# start of SELECTION

Use of CTRL-K to enter a CR character

4 views
Skip to first unread message

fritzophrenic

unread,
Dec 4, 2008, 9:19:26 AM12/4/08
to vim_use
This tip:

http://vim.wikia.com/wiki/Change_end-of-line_format_for_dos-mac-unix

mentions the ability to enter a CR character (^M) on the command line
by typing <C-K><Enter><Enter>.

It works, but I'm a little confused as to why. I would expect <C-K>CR
to insert a ^M, because that is the defined digraph. This works as
expected. I would expect <C-K><Enter> to insert <CR> (the 4 literal
characters) as defined for "special keys" in :help c_CTRL-K. This does
nothing, though <C-K><S-Enter> does insert a literal "<S-CR>". I
certainly don't understand why <C-K><Enter><Enter> inserts the ^M
character.

What's going on?

Tony Mechelynck

unread,
Dec 4, 2008, 5:03:32 PM12/4/08
to vim...@googlegroups.com

OK, here's (after some experimenting) what I think is happening. All the
following assume Insert mode

Special case 1: <Ctrl-K> <Space> <key1> or <Ctrl-K> <key1> <Space>
where <key1> corresponds to a single character in the range [0x00-0x7F]:
enter that character plus 0x80. This is normally the same as Alt-<key1>.

Special case 2: <Ctrl-K> <key1>
where <key1> does _not_ represent a character: enter the <>
representation of of <key1>. This is not a digraph.

# end of SELECTION
# start of SUPPLIED MATERIAL

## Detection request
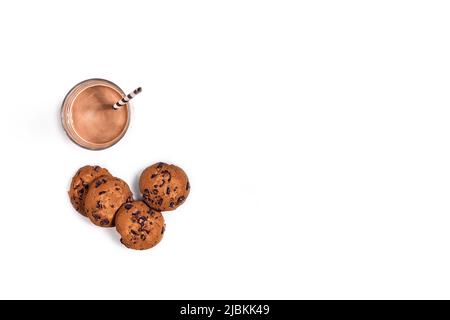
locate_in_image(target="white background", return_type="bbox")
[0,0,450,299]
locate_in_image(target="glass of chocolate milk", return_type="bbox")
[61,79,130,150]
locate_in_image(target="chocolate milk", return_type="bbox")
[61,79,130,150]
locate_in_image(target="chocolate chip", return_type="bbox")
[156,162,165,169]
[177,196,186,205]
[161,170,172,182]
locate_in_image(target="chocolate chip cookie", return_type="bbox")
[139,162,191,211]
[84,176,133,227]
[116,201,165,250]
[68,166,111,216]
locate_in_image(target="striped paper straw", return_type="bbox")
[113,87,142,110]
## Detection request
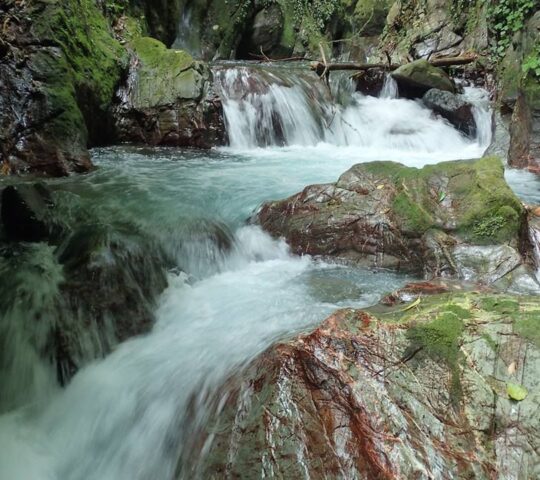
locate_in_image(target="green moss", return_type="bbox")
[514,310,540,348]
[32,0,127,148]
[472,205,519,243]
[131,37,194,74]
[350,157,524,240]
[392,191,433,234]
[444,303,472,320]
[479,296,519,315]
[482,333,499,352]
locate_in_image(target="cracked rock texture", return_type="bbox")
[179,284,540,480]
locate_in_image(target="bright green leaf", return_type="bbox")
[506,383,529,402]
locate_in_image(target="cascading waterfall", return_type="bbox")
[0,61,506,480]
[214,66,491,156]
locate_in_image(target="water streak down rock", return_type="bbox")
[179,289,540,480]
[114,37,225,148]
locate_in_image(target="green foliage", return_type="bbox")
[521,41,540,79]
[103,0,128,18]
[506,383,529,402]
[488,0,536,58]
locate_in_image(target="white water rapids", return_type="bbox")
[0,67,520,480]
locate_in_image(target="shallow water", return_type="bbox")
[0,67,534,480]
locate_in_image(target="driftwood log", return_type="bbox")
[311,55,478,77]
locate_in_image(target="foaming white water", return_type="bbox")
[0,65,498,480]
[0,227,402,480]
[215,66,491,159]
[379,75,398,98]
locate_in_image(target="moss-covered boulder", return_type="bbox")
[178,285,540,480]
[257,157,536,283]
[114,37,225,148]
[392,59,456,98]
[0,0,127,175]
[353,0,393,36]
[501,11,540,173]
[379,0,489,63]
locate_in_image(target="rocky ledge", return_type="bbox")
[180,284,540,480]
[113,37,226,148]
[256,157,539,293]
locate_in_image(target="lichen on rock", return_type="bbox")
[178,287,540,480]
[257,157,527,283]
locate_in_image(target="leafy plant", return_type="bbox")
[488,0,536,58]
[521,42,540,79]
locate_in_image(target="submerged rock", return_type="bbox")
[422,88,476,137]
[392,59,456,98]
[114,37,225,148]
[182,286,540,480]
[257,157,536,283]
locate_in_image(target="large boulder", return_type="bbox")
[380,0,489,62]
[0,184,173,411]
[0,0,126,176]
[392,59,456,98]
[422,88,476,137]
[178,289,540,480]
[114,37,225,148]
[238,3,283,59]
[257,157,536,283]
[498,12,540,173]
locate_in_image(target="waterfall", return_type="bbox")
[529,217,540,282]
[214,65,491,158]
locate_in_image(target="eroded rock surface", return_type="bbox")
[179,286,540,480]
[114,37,226,148]
[392,59,456,98]
[422,88,476,138]
[258,157,536,283]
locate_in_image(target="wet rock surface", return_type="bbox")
[392,60,456,98]
[498,12,540,173]
[422,89,476,138]
[0,0,123,176]
[185,286,540,480]
[114,37,226,148]
[0,184,171,394]
[1,183,63,242]
[257,157,536,283]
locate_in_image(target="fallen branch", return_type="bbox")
[310,55,478,76]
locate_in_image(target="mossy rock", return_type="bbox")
[130,37,203,108]
[392,59,456,97]
[185,291,540,479]
[257,157,540,282]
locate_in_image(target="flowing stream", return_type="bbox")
[0,66,536,480]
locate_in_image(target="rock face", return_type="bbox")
[114,37,226,148]
[258,157,536,283]
[422,88,476,137]
[1,183,62,242]
[0,0,125,175]
[382,0,489,63]
[498,12,540,173]
[392,60,455,98]
[179,290,540,480]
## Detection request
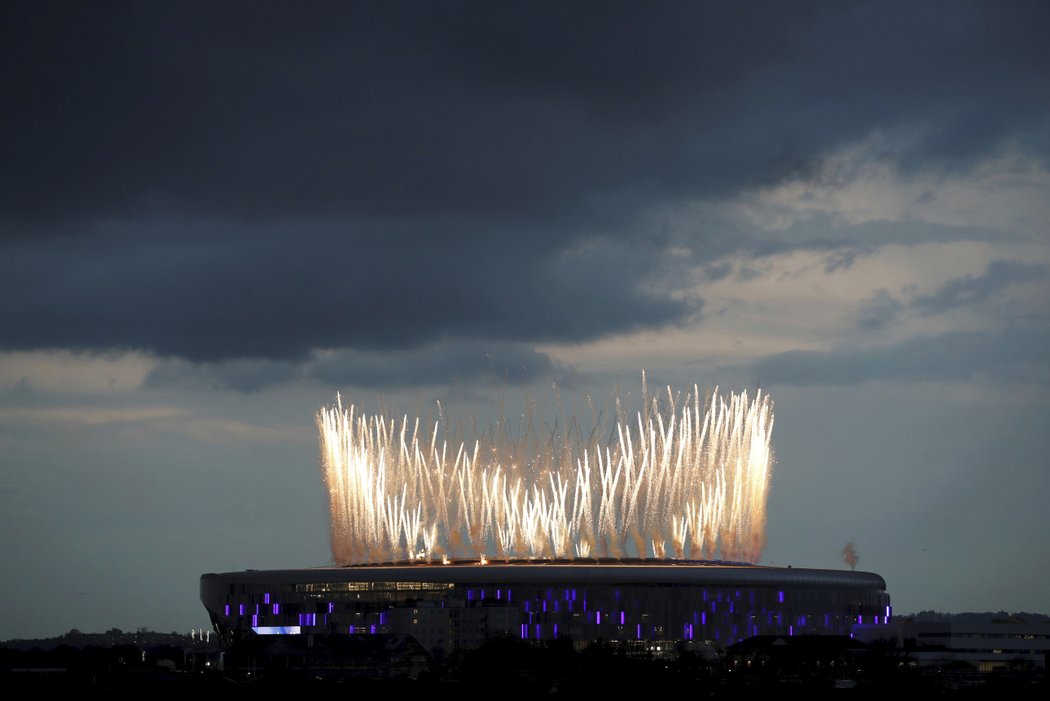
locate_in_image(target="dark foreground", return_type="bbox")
[0,639,1050,700]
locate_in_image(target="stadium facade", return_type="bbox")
[201,560,891,658]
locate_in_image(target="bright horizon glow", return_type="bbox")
[316,375,773,565]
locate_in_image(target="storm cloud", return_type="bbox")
[0,2,1050,363]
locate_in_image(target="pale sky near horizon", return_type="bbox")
[0,1,1050,639]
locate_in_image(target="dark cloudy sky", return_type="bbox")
[0,1,1050,639]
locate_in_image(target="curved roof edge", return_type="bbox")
[201,560,886,590]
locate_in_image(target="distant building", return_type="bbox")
[856,618,1050,672]
[201,560,890,659]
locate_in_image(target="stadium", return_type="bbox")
[201,559,891,658]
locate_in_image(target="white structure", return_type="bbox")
[854,618,1050,672]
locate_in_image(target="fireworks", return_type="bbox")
[317,381,773,565]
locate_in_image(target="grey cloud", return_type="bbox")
[146,340,572,392]
[750,326,1050,385]
[857,290,904,331]
[308,340,554,387]
[910,260,1047,315]
[0,221,697,361]
[0,2,1050,362]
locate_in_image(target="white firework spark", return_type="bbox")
[317,378,773,565]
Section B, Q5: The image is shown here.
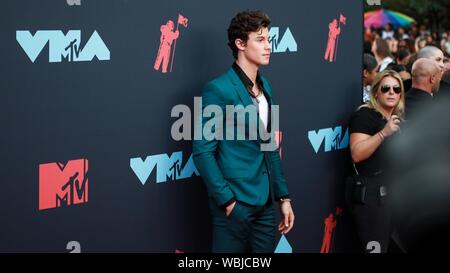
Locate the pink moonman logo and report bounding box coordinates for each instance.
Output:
[320,208,342,253]
[153,14,188,73]
[39,159,88,210]
[325,14,347,63]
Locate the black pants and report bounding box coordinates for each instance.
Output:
[347,176,393,253]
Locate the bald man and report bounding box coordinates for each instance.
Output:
[405,58,442,120]
[417,46,445,72]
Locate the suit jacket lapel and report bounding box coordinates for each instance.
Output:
[228,68,253,107]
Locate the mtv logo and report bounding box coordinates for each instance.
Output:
[269,27,297,53]
[366,0,381,6]
[130,152,200,185]
[308,126,348,153]
[16,30,110,63]
[39,159,88,210]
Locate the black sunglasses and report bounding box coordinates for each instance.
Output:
[381,85,402,94]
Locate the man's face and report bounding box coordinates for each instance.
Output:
[376,76,402,109]
[431,70,443,93]
[364,65,378,85]
[239,27,270,66]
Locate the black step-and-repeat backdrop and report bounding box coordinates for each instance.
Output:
[0,0,363,253]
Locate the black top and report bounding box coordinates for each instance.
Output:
[349,107,387,176]
[232,62,265,95]
[405,88,433,120]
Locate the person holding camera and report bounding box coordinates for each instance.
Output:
[348,70,405,252]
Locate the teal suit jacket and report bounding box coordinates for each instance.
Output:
[193,68,288,206]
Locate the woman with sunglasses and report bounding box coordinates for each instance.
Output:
[348,70,405,252]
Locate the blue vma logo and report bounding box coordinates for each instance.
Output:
[16,30,110,63]
[269,27,297,53]
[308,126,348,153]
[130,152,200,185]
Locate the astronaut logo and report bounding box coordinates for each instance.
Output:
[325,14,347,63]
[153,14,188,73]
[320,207,342,253]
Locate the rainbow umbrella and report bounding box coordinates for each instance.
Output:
[364,9,415,28]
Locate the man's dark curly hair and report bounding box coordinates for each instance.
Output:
[228,10,270,59]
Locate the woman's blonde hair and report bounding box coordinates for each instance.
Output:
[361,70,405,119]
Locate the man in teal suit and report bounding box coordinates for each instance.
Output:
[193,11,294,252]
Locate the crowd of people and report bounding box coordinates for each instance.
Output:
[347,21,450,252]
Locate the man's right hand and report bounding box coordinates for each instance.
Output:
[225,201,236,217]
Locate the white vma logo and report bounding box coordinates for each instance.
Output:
[16,30,110,63]
[269,27,297,53]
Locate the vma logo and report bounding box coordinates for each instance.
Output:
[130,152,200,185]
[39,159,88,210]
[16,30,110,63]
[366,0,381,6]
[66,0,81,6]
[308,126,348,153]
[269,27,297,53]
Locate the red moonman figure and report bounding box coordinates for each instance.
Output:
[320,213,336,253]
[325,19,341,63]
[154,20,180,73]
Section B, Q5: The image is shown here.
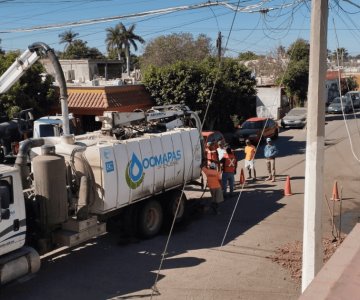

# end of SUPPLIED MATERIAL

WRITTEN REQUEST :: Write out the CTRL-K thread word for word, starting with "OK, here's (after" and going on through "same as Alt-<key1>.".

THE ANSWER ::
OK, here's (after some experimenting) what I think is happening. All the
following assume Insert mode

Special case 1: <Ctrl-K> <Space> <key1> or <Ctrl-K> <key1> <Space>
where <key1> corresponds to a single character in the range [0x00-0x7F]:
enter that character plus 0x80. This is normally the same as Alt-<key1>.